Start of Document extract

On May 28, the U.S. Department of Justice (DOJ) announced that Ashland Hospital Corp., the operator of King’s Daughters Medical Center, has agreed to a $40.9 million settlement to settle allegations that the hospital billed Medicare and the Kentucky Medicaid program for medically unnecessary procedures and had illegal financial relationships with physicians who referred patients. 

The government had alleged that the hospital billed the federal programs millions of dollars for unnecessary coronary stents and diagnostic catheterizations performed by its physicians on Medicare and Medicaid patients between 2006 and 2011. The physicians allegedly falsified patient records in order to justify the procedures. The hospital was also alleged to have violated the Stark Law by paying some of its cardiologists unreasonably high salaries that exceeded the fair market value of their services.

End of Document extract
Start of Information given

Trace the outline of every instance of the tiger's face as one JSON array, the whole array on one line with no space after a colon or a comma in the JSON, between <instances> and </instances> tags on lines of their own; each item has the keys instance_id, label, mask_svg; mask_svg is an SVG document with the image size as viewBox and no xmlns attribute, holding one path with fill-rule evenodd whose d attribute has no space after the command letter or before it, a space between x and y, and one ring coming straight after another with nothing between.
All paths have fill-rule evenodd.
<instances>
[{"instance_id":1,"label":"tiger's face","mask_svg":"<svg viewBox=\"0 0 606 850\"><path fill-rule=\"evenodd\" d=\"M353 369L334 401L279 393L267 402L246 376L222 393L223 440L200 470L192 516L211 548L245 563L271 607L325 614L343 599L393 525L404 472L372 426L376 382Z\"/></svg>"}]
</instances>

End of Information given
Start of Information given

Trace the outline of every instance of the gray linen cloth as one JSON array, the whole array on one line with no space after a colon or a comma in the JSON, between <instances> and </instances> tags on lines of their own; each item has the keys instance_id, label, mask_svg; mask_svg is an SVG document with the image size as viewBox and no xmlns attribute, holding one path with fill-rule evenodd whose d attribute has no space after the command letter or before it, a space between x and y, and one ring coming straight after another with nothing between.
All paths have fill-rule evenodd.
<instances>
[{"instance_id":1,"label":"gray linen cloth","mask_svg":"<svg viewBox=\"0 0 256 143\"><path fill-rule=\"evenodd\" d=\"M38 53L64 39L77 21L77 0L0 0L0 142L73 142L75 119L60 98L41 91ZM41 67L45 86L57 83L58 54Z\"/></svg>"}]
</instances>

End of Information given

▶ [Brief]: Write the next part of the article on the King's Daughters Medical Center settlement, picking up after its final sentence. The records stand apart from the text and are unrelated to it.

▶ [Exercise result]:
In addition to the monetary penalty, the hospital agreed to enter into a Corporate Integrity Agreement with the U.S. Department of Health and Human Services’ Office of Inspector General (OIG), which will require it to improve compliance and have its Medicare and Medicaid claims reviewed by a third party for five years. The DOJ and OIG were assisted in the investigation by several other federal agencies and the Kentucky Attorney General’s office.

Most of the settlement will be paid to the federal government. Kentucky will receive about $1 million as the state’s share of the recovered Medicaid funds.